== TEXT PASSAGE ==
|---|

Getting off caffeine can be a challenge but we recommend that women lose their dependence on this stimulant when they’re trying to conceive. While sources are all over the board – some suggesting that a moderate caffeine intake of 400-700 mg per day, about the amount in three cups of coffee – appears not to affect a woman’s fertility, other studies have found that women who consume more than 300 mg of caffeine per day had a 27% lower chance of conceiving each month they “tried.” One study even found that drinking tea nearly doubled monthly odds of conception!
Clearly the data is all over the board. However, Pulling Down the Moon’s view of caffeine is that it is not a good choice when you’re trying to conceive. Artificial stimulants create imbalances in our bodies’ systems. Drinking caffeinated beverages can also make it harder for us to relax and may exacerbate poor sleeping habits as well as camouflage the effects of sleep deprivation – all conditions that are potentially detrimental to fertility. Furthermore, you’ll have to give it up anyway once you’re pregnant, where repeated studies have linked caffeine consumption of > 300 mg/day with low birth weight, miscarriage and birth defects like cleft palate. If you decide to drink caffeine, limit your intake to < 300 mg (a Starbuck’s Grande coffee has 320 mg).
And while the goose is giving up her daily cup, the gander better not laugh too hard. Research indicates that men who consume more than three cups of coffee per day had increased DNA damage in their sperm.
There are many different strategies for getting off of caffeine, but one that we like is to first make the transition from coffee to green tea, which is filled with antioxidants and has lower caffeine content than coffee. Then, gradually, begin to alternate your cups of green tea with herbal teas, until the switch to herbal tea is complete.
What the Literature Says
Research Finding: Caffeine not associated with ovarian age indicators (FSH, follicle count, estradiol, inhibin B)
Hum Reprod. 2007 Apr;22(4):1175-85. Epub 2007 Jan 29.
Research Finding: Caffeine intake not associated with endometriosis.
Am J Epidemiol. 2004 Oct 15;160(8):784-96.
Research Finding: High level of caffeine consumption (> 500 mg per day) associate with decreased fecundity (longer time to conception)
Am J Epidemiol. 1997 Feb 15;145(4):324-34.
Research Finding: Moderate caffeine intake (400-700 mg/day)associated with improved fecundity, high (>700 mg/day) caffeine intake associated with lowered fecundity.
Prev Med. 1994 Mar;23(2):175-80
Research Finding: Caffeine intake no effect, but drinking tea doubled monthly odds of conception.
Am J Public Health. 1998 Feb;88(2):270-4
Research Finding: Women reporting caffeine consumption of > 300 mg per day had a 27% lower chance of conceiving each month.
Am J Epidemiol. 1993 Dec 15;138(12):1082-92.
Research Finding: Sperm from men who consumed > 3 cups of coffee per day had 20% more DNA damage than men with low caffeine intake.

|---|

== STUDY MATERIAL ==
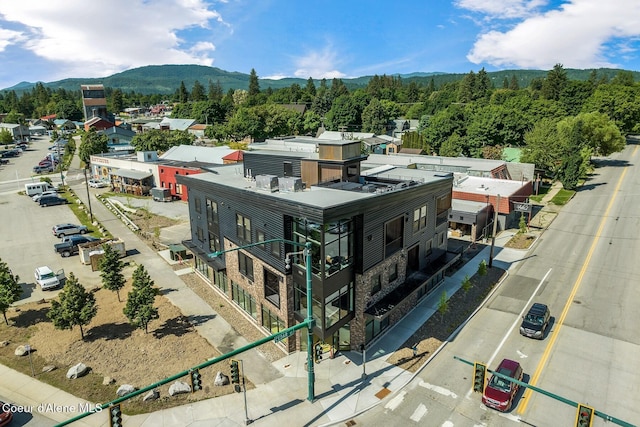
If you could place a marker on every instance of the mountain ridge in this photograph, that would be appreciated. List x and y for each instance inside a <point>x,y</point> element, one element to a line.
<point>165,79</point>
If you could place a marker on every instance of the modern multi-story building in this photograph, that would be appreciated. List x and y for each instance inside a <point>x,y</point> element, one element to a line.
<point>94,102</point>
<point>378,239</point>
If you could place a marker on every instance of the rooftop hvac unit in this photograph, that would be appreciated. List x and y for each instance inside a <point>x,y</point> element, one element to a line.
<point>290,184</point>
<point>267,183</point>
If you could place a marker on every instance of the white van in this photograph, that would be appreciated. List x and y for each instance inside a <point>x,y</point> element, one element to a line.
<point>47,279</point>
<point>38,188</point>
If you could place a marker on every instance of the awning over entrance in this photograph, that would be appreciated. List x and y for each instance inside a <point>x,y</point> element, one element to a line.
<point>133,174</point>
<point>214,263</point>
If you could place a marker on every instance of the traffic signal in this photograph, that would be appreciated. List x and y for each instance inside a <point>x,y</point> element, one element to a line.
<point>115,416</point>
<point>584,416</point>
<point>235,372</point>
<point>479,372</point>
<point>196,380</point>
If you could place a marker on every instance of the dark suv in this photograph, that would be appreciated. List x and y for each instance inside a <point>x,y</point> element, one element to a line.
<point>535,322</point>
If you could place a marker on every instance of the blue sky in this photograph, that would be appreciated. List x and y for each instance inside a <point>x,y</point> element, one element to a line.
<point>50,40</point>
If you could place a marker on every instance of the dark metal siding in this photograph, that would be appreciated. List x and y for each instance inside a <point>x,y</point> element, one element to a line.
<point>401,203</point>
<point>261,164</point>
<point>268,213</point>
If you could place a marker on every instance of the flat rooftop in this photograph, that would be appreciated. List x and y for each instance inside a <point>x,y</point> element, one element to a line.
<point>330,194</point>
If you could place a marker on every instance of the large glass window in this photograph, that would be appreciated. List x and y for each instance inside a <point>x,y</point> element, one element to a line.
<point>338,246</point>
<point>213,227</point>
<point>245,265</point>
<point>376,284</point>
<point>305,231</point>
<point>419,218</point>
<point>243,228</point>
<point>338,305</point>
<point>271,321</point>
<point>272,288</point>
<point>244,299</point>
<point>220,280</point>
<point>300,303</point>
<point>212,212</point>
<point>393,233</point>
<point>393,273</point>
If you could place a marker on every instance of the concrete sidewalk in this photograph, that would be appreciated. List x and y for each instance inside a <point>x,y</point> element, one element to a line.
<point>281,391</point>
<point>281,388</point>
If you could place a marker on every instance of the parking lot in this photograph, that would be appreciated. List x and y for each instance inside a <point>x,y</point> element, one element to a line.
<point>26,227</point>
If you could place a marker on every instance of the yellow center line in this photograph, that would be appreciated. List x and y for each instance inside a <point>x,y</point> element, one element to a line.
<point>545,356</point>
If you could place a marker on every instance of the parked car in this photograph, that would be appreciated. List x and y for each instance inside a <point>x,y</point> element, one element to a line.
<point>52,201</point>
<point>47,279</point>
<point>5,414</point>
<point>62,230</point>
<point>37,197</point>
<point>536,321</point>
<point>69,245</point>
<point>499,392</point>
<point>47,162</point>
<point>96,183</point>
<point>42,169</point>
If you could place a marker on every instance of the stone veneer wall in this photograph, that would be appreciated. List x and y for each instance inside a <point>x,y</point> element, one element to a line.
<point>364,299</point>
<point>256,289</point>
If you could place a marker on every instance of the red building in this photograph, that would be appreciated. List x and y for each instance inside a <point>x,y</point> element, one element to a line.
<point>167,173</point>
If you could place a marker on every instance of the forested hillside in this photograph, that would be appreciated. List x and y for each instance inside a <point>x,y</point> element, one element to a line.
<point>560,122</point>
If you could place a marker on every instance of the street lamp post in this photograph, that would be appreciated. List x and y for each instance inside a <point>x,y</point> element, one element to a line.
<point>309,320</point>
<point>86,183</point>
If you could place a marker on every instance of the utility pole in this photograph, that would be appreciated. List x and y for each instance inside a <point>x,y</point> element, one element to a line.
<point>495,230</point>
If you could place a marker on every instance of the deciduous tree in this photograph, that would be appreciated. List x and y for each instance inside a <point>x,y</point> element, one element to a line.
<point>111,267</point>
<point>139,309</point>
<point>75,307</point>
<point>10,290</point>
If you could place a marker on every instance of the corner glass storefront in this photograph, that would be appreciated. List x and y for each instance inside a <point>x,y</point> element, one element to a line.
<point>332,257</point>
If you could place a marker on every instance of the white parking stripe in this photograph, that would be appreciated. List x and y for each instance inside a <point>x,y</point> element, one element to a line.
<point>440,390</point>
<point>420,412</point>
<point>396,401</point>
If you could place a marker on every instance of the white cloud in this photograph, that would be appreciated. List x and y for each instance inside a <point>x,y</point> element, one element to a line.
<point>98,38</point>
<point>502,8</point>
<point>9,37</point>
<point>574,35</point>
<point>318,65</point>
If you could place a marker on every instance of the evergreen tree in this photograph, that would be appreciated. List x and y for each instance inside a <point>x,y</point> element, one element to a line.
<point>10,290</point>
<point>310,88</point>
<point>374,118</point>
<point>215,91</point>
<point>555,82</point>
<point>513,85</point>
<point>182,95</point>
<point>254,89</point>
<point>197,92</point>
<point>139,309</point>
<point>111,267</point>
<point>76,307</point>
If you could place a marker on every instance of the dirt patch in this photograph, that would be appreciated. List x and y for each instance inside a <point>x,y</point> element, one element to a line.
<point>112,348</point>
<point>438,328</point>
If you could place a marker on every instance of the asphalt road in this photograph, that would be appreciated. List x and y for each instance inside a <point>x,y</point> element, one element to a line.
<point>585,268</point>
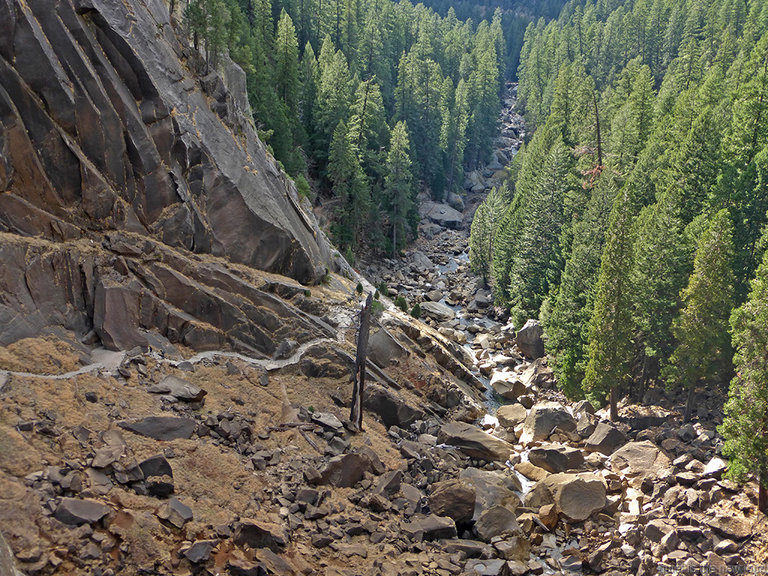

|---|

In the text on caffeine and fertility, what is the first drink recommended when switching away from coffee?

Green tea.